### Work instructions
Pull out every line of the material that contains the string "positive", treating uppercase and lowercase as different.

### Dataset entries
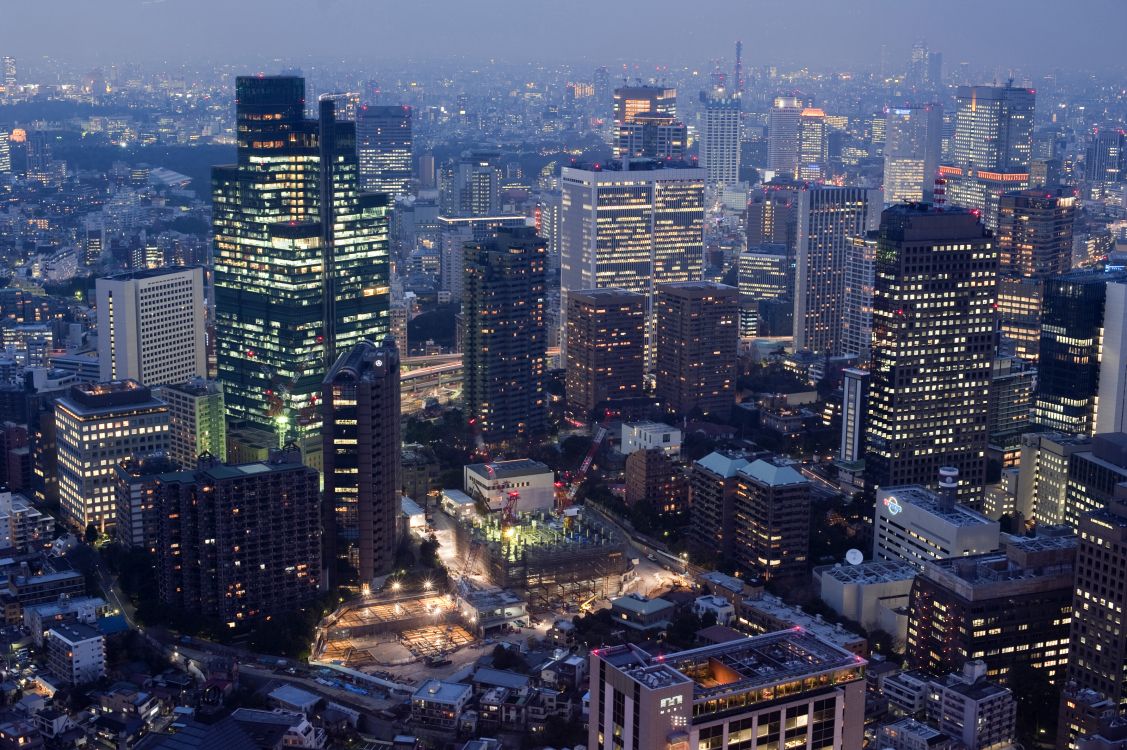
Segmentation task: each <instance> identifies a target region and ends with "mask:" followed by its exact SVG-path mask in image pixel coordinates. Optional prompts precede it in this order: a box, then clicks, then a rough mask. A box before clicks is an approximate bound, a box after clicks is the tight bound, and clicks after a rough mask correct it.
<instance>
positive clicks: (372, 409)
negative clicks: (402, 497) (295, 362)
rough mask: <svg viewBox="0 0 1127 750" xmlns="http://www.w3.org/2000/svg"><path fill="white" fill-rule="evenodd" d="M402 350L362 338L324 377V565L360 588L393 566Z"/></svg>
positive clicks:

### Answer for the task
positive clicks: (372, 409)
positive clicks:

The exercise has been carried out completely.